== SUPPLIED MATERIAL

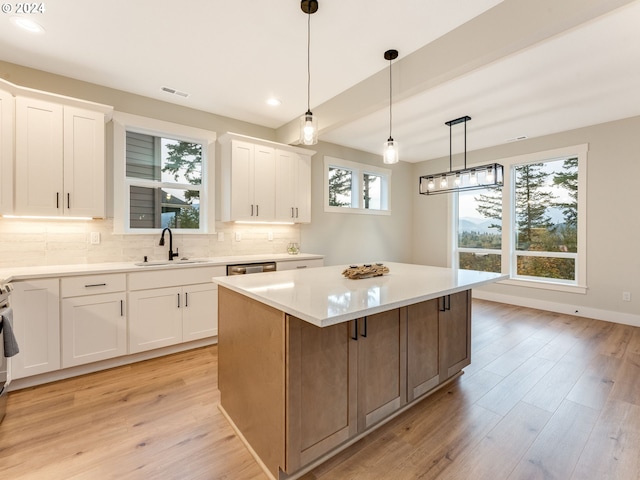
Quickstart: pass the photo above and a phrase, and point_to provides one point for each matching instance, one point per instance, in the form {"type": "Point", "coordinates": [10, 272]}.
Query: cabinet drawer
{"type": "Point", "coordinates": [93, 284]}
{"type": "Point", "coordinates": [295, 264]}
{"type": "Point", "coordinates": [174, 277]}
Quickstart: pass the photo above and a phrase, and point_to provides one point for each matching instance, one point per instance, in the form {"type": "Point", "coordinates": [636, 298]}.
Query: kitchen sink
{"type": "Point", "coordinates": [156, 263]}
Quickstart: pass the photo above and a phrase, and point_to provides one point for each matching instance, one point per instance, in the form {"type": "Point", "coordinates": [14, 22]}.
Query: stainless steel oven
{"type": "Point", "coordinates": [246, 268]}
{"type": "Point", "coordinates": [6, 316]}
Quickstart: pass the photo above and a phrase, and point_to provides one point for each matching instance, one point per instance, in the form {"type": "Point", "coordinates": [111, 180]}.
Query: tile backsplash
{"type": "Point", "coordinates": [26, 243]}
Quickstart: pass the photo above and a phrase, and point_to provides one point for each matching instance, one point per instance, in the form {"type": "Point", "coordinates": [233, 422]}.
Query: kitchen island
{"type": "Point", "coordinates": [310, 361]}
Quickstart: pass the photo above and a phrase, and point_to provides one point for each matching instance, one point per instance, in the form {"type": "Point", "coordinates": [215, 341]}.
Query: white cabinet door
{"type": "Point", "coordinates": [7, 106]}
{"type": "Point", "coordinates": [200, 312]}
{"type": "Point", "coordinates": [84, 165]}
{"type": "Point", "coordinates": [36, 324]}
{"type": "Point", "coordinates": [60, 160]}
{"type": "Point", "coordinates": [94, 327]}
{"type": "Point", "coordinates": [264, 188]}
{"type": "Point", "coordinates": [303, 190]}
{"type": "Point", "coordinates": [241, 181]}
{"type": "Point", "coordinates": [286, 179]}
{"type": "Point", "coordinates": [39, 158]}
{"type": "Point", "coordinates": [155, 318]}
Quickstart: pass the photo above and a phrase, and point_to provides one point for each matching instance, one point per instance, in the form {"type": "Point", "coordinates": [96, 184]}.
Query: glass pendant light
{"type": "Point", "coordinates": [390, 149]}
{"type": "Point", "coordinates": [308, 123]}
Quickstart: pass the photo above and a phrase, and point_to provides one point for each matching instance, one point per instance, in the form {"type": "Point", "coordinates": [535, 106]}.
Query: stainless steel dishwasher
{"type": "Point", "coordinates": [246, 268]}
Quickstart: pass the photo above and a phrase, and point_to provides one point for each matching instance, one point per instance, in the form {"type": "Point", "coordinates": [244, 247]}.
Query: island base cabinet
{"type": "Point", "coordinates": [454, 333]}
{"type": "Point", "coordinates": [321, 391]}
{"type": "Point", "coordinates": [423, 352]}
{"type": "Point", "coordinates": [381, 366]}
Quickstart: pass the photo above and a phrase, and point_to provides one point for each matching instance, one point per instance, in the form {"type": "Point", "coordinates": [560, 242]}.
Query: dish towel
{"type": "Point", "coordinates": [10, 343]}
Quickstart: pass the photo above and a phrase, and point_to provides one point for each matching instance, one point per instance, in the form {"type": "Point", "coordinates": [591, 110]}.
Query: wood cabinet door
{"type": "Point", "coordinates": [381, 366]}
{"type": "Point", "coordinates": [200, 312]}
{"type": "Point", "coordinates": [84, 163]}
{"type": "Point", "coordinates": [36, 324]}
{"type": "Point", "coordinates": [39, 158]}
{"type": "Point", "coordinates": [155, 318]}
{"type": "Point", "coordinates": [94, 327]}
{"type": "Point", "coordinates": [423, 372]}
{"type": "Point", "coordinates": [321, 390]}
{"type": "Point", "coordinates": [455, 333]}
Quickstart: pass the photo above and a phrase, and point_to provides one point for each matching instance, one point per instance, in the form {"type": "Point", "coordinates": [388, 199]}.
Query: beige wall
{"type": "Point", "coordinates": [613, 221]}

====
== SUPPLIED MATERIAL

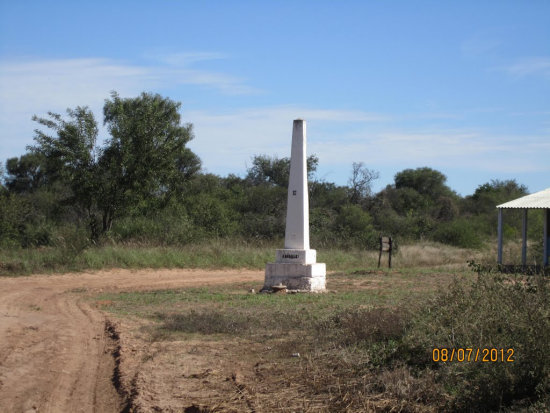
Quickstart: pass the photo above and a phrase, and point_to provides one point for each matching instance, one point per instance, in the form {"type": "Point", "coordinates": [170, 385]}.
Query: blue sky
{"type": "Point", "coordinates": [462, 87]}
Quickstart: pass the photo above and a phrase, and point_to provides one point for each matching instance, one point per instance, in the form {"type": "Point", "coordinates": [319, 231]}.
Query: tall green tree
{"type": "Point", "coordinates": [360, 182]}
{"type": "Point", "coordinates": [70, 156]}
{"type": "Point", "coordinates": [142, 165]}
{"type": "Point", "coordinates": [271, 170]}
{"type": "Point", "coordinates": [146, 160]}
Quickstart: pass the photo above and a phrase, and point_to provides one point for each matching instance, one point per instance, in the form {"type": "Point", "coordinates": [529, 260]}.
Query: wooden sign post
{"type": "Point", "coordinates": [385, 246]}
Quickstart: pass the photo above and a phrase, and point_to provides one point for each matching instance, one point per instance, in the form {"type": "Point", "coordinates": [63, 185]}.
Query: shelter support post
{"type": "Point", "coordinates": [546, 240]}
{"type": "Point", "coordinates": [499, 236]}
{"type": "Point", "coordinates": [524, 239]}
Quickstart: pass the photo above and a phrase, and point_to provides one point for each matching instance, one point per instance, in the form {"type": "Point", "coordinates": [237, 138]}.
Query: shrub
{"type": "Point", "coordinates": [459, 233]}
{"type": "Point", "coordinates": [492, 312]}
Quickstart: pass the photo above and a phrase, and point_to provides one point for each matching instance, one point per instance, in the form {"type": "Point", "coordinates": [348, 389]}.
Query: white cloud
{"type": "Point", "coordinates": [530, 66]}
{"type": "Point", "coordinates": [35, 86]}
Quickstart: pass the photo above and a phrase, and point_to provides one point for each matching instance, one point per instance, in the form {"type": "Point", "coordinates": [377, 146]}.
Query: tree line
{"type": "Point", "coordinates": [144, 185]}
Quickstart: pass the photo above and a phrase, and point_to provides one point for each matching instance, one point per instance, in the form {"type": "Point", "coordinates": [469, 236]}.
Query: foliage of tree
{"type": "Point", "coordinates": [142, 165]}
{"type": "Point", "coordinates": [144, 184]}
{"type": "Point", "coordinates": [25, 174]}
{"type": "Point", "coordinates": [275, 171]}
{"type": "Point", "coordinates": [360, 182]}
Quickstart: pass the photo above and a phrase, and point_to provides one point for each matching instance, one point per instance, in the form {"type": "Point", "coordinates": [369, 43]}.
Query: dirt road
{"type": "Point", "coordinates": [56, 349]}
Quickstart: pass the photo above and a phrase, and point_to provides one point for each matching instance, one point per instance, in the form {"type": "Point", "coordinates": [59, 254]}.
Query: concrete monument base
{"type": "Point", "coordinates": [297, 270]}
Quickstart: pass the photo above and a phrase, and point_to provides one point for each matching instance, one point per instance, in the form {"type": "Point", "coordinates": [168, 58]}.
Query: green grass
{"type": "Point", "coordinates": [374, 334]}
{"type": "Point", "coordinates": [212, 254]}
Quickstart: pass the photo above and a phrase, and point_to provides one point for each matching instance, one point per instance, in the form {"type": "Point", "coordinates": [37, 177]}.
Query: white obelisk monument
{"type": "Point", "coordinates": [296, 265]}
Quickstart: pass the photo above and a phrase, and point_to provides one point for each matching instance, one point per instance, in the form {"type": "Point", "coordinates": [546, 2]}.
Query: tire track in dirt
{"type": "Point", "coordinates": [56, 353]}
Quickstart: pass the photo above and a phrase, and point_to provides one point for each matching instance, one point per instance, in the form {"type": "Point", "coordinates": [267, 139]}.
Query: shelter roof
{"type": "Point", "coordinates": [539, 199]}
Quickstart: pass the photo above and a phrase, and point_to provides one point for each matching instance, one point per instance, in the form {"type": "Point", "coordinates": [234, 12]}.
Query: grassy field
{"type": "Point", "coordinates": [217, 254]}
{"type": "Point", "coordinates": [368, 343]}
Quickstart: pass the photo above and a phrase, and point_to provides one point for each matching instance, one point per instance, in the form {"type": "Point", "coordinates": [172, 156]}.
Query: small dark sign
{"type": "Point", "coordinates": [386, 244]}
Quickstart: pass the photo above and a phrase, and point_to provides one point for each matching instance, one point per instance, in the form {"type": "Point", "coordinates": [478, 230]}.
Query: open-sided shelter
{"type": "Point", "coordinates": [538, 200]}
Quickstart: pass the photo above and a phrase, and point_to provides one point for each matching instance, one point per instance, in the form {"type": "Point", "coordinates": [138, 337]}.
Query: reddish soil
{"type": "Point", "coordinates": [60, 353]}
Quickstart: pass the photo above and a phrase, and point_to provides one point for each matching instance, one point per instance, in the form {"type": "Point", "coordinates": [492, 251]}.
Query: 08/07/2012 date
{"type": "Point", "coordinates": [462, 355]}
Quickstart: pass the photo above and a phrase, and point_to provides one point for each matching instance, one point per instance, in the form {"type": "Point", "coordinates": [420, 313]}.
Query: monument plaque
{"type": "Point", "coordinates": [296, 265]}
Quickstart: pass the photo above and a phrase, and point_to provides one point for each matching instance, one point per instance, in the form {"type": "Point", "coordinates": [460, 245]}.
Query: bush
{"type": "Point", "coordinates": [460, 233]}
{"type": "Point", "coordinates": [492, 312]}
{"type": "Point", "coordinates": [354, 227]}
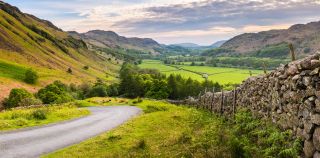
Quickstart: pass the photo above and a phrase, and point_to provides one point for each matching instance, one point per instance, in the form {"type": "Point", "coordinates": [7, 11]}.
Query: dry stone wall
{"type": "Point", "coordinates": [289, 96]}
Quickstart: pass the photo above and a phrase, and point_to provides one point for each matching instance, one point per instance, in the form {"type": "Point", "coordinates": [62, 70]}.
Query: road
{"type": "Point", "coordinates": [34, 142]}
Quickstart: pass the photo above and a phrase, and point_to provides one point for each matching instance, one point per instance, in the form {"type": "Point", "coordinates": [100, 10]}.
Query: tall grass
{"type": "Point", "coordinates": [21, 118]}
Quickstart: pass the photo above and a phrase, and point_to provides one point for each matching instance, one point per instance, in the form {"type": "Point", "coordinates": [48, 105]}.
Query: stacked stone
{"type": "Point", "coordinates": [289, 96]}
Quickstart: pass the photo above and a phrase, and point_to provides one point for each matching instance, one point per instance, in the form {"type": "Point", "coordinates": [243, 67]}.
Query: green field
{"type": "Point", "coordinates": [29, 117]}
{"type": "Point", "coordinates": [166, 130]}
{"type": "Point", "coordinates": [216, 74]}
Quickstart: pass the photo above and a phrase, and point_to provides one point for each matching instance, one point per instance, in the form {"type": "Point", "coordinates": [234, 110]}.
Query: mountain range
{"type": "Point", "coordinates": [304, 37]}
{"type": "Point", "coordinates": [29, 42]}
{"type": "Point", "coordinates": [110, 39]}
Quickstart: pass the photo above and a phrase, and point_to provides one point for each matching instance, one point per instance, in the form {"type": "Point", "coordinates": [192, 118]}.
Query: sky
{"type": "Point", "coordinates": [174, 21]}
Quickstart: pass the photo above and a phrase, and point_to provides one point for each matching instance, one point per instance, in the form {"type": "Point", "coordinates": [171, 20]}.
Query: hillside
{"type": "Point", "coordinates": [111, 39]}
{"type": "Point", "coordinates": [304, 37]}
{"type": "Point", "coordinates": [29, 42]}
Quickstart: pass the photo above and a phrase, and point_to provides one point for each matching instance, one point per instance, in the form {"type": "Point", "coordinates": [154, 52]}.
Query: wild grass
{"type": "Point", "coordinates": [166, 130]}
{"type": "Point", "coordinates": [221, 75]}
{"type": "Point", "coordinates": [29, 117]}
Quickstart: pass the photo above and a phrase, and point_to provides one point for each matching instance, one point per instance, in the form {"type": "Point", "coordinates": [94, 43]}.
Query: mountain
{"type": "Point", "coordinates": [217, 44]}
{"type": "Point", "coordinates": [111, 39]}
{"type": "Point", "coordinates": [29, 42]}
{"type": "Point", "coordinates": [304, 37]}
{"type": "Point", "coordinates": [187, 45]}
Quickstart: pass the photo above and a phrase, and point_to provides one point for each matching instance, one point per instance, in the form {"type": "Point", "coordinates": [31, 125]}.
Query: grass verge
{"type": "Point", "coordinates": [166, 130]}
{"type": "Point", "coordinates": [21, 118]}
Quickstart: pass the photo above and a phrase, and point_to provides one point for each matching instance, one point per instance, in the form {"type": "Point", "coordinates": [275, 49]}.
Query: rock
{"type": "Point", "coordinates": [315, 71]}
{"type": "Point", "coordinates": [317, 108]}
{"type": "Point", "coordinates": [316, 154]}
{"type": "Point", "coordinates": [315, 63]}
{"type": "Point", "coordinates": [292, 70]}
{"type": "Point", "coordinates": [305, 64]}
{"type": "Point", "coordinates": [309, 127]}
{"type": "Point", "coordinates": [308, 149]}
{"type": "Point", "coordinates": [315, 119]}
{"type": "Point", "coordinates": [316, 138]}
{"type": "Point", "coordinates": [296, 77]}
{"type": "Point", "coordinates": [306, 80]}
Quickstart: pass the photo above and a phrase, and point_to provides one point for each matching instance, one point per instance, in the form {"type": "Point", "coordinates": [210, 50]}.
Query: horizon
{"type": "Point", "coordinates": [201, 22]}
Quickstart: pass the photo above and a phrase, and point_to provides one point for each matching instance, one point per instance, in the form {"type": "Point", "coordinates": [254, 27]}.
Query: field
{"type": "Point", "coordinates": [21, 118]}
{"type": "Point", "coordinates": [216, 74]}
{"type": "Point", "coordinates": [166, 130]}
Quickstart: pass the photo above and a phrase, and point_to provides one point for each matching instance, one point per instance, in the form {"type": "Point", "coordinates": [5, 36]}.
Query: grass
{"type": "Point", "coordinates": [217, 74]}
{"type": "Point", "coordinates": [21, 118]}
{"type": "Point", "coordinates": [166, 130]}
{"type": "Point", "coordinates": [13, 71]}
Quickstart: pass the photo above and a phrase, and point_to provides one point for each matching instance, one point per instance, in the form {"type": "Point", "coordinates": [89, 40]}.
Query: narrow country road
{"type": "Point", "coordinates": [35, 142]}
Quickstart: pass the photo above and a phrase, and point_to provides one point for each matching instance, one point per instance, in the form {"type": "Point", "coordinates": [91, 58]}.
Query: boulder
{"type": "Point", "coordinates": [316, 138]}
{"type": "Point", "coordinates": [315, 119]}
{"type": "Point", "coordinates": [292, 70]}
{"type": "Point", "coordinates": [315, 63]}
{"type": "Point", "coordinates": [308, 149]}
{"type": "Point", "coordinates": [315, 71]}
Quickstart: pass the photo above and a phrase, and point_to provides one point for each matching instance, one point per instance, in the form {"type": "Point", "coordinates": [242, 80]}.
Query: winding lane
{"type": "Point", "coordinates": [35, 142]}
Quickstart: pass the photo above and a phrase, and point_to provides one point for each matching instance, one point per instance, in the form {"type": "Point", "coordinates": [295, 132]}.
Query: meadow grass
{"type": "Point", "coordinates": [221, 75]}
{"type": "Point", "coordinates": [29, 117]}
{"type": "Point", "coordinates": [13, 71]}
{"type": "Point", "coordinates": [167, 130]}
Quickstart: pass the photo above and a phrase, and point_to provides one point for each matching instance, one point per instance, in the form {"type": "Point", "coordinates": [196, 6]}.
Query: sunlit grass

====
== SUPPLIED MATERIAL

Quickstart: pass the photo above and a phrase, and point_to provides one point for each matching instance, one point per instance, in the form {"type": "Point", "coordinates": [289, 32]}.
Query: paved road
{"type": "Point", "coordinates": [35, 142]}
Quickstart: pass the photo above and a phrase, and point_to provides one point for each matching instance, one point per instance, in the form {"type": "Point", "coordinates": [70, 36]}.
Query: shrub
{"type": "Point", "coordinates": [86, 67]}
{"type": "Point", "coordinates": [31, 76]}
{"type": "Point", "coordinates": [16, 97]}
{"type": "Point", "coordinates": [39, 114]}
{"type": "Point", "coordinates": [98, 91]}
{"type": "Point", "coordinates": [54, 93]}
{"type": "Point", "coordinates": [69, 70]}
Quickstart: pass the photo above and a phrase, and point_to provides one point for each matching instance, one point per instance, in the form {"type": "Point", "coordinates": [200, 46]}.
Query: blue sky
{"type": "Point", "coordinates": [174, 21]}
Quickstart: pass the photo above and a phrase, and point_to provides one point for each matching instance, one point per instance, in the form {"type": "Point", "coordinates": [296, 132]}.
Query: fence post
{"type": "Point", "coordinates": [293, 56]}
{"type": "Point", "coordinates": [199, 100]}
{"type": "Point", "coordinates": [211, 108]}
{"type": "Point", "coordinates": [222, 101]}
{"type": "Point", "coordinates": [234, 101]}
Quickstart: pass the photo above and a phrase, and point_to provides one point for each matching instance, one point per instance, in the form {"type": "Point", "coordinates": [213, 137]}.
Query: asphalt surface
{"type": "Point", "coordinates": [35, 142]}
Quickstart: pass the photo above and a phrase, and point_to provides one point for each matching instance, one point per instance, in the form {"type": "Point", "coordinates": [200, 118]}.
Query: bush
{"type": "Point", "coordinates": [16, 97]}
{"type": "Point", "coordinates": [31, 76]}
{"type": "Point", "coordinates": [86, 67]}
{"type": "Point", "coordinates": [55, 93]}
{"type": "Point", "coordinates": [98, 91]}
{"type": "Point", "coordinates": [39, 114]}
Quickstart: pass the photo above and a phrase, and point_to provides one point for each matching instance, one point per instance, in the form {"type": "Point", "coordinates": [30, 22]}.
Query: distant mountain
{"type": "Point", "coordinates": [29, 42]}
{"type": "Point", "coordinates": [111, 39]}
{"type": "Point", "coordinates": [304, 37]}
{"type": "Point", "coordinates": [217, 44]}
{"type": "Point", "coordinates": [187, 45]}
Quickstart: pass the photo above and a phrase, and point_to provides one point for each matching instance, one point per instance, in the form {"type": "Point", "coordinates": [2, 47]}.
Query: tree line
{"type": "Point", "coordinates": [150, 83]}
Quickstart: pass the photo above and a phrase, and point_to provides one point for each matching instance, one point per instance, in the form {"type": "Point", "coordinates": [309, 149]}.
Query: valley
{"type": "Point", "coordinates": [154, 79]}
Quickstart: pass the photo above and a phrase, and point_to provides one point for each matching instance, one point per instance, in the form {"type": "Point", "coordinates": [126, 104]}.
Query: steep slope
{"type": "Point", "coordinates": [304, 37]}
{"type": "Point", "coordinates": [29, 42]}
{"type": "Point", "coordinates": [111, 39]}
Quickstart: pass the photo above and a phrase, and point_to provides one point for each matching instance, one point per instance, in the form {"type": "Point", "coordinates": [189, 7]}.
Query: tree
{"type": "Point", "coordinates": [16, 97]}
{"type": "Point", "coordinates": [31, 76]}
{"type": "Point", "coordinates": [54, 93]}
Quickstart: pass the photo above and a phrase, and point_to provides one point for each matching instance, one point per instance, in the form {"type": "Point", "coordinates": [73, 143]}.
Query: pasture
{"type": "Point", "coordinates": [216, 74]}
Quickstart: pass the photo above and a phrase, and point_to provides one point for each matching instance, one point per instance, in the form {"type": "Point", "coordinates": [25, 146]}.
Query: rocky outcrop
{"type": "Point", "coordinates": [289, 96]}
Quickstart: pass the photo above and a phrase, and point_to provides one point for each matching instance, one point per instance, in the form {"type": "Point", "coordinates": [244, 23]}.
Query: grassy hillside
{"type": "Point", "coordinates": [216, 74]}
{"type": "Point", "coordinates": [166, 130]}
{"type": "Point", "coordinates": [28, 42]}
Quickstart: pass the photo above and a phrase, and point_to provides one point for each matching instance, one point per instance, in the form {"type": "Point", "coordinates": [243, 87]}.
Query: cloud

====

#### INSTRUCTIONS TO FOLLOW:
Please identify every line in the material above that contains the string "field", and copy each of those lines.

#### FULL SOLUTION:
Query: grassy field
Query: green field
Query: field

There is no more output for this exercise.